**Arbeitsauftrag:**
Geben Sie den nachstehenden Auszug zur Sicherheitszusammenarbeit in genau zwei Sätzen zusammengefasst wieder.

Solange die Bundesregierung nicht bereit ist, Sicherheitszusammenarbeit neu zu gestalten und als Ausgangsbedingung für Sicherheitsabkommen, aber auch für andere zwischenstaatliche Abkommen in den Bereichen Sicherheitszusammenarbeit, Ausbildungs- und Ausstattungshilfe für Polizei und Militär sowie für jegliche sonstigen Unterstützungsmaßnahmen im Sicherheitssektor, an konkrete Bedingungen, vor allem die Einhaltung von menschenrechtlichen Standards zu knüpfen, können wir einer solchen Zusammenarbeit nicht zustimmen. Die Lage in Serbien, Albanien und Georgien ist nicht vergleichbar mit Ägypten, Mexiko oder Saudi-Arabien - daher enthalten wir uns zu diesen drei Gesetzesvorlagen.

**Datenblock:**
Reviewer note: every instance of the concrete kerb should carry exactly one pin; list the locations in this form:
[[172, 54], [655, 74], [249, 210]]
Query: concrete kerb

**Lösung der Aufgabe:**
Einer Sicherheitszusammenarbeit wird nicht zugestimmt, solange die Bundesregierung nicht bereit ist, sie neu zu gestalten und Abkommen sowie Unterstützungsmaßnahmen im Sicherheitssektor an konkrete Bedingungen zu knüpfen, vor allem an die Einhaltung menschenrechtlicher Standards. Weil die Lage in Serbien, Albanien und Georgien nicht mit Ägypten, Mexiko oder Saudi-Arabien vergleichbar ist, erfolgt bei den drei Gesetzesvorlagen eine Enthaltung.